Problem requirements: Look through the material below. Return exactly the lines from the one with "collar, I would be grateful." through the one with "tree, I would be grateful.", both included.

Input material:

-=-=-=-=-

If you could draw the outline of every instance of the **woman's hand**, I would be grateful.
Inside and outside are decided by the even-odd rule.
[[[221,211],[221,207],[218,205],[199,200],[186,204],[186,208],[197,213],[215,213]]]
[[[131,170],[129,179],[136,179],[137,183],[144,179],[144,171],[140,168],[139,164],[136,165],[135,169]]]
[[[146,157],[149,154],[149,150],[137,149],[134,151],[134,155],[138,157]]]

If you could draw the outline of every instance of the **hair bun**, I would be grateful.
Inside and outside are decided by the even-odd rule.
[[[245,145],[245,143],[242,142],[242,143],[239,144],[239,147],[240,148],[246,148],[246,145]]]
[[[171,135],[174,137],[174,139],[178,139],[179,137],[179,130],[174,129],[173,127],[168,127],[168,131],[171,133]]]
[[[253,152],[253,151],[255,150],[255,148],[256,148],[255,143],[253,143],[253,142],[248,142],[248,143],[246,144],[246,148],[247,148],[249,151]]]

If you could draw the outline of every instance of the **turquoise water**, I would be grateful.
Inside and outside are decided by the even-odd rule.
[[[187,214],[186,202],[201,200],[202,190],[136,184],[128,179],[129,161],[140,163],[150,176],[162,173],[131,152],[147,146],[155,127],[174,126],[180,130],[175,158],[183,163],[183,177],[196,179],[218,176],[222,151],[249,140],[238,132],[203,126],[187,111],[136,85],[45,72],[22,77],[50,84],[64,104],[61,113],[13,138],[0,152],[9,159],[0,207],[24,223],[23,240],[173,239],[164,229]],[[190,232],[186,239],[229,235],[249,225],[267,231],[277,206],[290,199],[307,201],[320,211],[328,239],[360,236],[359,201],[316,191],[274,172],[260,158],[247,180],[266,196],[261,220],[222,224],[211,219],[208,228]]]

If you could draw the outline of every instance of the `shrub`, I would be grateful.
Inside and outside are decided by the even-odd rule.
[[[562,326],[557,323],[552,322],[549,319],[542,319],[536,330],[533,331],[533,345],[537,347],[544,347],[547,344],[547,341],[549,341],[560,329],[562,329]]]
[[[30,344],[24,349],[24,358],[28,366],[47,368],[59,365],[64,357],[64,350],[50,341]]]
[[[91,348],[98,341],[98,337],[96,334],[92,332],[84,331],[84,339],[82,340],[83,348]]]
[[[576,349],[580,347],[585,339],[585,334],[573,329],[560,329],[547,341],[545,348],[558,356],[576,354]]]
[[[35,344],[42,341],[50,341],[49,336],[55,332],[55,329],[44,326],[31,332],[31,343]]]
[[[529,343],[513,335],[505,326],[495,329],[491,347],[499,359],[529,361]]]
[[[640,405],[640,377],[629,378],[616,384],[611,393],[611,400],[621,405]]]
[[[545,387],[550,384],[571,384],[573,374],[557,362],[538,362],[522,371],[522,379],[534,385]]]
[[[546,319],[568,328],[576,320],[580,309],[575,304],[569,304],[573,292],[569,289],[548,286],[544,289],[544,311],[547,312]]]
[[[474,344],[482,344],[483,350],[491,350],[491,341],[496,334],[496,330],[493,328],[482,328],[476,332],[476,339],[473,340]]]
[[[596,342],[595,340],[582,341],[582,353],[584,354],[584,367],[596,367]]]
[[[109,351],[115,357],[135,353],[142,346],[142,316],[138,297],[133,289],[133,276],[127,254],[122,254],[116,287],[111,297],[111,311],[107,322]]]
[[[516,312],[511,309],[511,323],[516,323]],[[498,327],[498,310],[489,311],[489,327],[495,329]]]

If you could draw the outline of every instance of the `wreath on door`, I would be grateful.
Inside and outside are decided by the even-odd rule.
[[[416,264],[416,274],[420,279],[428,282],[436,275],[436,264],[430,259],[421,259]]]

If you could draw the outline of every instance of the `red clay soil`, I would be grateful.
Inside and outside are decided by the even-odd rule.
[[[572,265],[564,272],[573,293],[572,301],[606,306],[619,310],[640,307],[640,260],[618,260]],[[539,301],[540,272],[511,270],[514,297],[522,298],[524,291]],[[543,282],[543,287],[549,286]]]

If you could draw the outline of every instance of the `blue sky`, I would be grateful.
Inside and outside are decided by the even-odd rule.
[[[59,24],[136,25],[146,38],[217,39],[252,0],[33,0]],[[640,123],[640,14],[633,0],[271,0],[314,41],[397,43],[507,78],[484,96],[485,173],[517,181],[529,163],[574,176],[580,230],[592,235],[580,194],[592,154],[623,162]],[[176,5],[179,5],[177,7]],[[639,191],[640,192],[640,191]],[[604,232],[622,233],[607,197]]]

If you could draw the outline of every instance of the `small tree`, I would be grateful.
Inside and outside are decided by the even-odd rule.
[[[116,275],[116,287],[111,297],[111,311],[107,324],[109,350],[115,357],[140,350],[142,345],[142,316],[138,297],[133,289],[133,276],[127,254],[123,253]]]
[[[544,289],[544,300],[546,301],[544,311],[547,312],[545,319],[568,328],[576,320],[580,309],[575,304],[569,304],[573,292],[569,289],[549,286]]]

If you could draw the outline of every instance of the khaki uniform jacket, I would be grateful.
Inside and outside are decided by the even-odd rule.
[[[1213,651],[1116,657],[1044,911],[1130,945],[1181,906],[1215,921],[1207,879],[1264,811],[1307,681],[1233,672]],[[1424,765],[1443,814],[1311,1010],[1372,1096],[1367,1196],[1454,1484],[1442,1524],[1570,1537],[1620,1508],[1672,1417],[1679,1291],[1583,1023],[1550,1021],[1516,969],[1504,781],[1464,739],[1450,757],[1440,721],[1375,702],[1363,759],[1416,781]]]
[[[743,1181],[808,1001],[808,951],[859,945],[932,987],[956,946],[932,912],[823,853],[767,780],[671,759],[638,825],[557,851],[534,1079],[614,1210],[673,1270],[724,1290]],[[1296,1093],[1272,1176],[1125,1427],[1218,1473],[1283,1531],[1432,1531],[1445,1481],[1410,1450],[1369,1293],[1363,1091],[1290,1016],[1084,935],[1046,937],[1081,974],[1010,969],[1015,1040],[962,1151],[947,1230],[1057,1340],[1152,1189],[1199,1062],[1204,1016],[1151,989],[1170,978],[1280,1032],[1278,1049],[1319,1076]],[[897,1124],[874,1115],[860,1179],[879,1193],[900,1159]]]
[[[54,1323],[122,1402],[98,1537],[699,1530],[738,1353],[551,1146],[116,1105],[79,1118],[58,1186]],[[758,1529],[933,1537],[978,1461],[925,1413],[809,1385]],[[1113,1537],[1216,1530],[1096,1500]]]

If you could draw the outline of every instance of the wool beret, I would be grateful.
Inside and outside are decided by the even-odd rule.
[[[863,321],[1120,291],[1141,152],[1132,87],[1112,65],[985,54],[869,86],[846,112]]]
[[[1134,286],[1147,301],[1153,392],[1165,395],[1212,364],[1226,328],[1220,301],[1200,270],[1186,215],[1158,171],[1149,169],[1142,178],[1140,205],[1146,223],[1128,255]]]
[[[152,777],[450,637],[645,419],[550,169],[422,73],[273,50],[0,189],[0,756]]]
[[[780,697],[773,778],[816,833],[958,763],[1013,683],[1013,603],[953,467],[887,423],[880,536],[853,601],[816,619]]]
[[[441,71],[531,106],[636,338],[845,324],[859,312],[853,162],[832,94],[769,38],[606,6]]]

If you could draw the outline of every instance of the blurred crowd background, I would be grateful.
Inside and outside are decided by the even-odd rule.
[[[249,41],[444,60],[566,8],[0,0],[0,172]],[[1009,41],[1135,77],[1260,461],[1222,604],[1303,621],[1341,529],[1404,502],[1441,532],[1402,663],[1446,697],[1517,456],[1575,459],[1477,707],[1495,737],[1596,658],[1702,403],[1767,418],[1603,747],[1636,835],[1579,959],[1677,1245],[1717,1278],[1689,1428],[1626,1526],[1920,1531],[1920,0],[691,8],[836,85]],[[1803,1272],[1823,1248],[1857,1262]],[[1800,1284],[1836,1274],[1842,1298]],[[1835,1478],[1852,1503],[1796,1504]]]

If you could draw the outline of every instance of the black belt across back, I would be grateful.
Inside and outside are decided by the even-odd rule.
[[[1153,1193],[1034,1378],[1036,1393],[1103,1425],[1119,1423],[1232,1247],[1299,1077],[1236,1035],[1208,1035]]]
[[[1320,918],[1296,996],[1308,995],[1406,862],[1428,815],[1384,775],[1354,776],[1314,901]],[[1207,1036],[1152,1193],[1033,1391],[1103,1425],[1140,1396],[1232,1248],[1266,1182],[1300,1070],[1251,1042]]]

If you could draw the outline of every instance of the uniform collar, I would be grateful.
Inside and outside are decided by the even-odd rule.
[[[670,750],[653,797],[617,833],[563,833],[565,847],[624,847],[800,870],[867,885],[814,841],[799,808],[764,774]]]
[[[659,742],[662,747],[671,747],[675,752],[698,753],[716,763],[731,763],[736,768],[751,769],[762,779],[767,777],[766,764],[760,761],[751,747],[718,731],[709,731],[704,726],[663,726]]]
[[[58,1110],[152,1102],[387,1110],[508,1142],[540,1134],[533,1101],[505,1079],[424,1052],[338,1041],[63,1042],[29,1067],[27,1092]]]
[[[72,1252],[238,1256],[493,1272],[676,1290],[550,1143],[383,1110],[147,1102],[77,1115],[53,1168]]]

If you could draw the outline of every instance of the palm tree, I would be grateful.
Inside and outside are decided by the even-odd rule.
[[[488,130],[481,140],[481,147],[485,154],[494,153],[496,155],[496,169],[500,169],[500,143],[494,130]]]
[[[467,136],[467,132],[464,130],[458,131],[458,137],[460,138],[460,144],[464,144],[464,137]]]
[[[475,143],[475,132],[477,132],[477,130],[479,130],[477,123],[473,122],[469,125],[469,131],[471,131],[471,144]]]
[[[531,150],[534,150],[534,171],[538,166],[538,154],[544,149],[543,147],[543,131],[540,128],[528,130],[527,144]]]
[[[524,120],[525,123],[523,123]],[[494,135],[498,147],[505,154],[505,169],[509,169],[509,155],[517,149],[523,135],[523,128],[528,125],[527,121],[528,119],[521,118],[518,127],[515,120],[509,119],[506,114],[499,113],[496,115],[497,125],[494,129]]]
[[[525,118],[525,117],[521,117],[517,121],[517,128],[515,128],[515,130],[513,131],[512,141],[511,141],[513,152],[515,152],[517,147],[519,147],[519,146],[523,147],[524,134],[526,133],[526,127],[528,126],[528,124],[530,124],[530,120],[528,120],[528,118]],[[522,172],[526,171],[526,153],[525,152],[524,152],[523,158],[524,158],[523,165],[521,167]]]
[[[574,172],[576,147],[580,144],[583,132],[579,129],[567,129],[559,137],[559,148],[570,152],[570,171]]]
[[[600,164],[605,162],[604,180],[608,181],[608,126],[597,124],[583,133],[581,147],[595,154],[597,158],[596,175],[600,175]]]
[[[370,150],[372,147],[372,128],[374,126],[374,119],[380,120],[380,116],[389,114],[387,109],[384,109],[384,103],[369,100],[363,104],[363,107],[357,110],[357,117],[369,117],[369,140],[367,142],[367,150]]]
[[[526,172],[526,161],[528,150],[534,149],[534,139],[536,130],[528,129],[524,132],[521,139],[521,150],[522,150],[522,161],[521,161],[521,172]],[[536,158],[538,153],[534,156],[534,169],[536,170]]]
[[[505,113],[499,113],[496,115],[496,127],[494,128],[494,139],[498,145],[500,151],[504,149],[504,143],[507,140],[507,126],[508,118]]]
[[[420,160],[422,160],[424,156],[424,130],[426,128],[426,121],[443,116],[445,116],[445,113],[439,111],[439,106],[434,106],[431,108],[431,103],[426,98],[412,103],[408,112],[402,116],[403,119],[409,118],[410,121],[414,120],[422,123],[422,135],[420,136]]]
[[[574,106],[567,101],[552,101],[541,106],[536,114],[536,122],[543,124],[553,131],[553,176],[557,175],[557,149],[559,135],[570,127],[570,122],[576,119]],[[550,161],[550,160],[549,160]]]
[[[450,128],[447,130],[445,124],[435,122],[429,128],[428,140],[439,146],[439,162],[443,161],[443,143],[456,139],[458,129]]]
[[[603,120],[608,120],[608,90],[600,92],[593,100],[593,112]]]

-=-=-=-=-

Output of the task:
If you could draw the outline of every instance of the uniform collar, I would be grateful.
Inside and outside are decided by the even-odd rule.
[[[670,750],[653,797],[617,833],[563,833],[565,847],[624,847],[800,870],[867,885],[814,841],[799,808],[764,774]]]
[[[659,742],[662,747],[671,747],[675,752],[698,753],[716,763],[731,763],[736,768],[751,769],[762,779],[767,777],[766,764],[760,761],[751,747],[718,731],[709,731],[704,726],[663,726]]]
[[[58,1110],[152,1102],[387,1110],[508,1142],[540,1134],[533,1101],[505,1079],[424,1052],[338,1041],[63,1042],[29,1067],[27,1092]]]
[[[72,1252],[238,1256],[493,1272],[676,1290],[550,1143],[383,1110],[147,1102],[77,1115],[53,1168]]]

If you could draw the outline of every instance of the palm tree, I would be grateful.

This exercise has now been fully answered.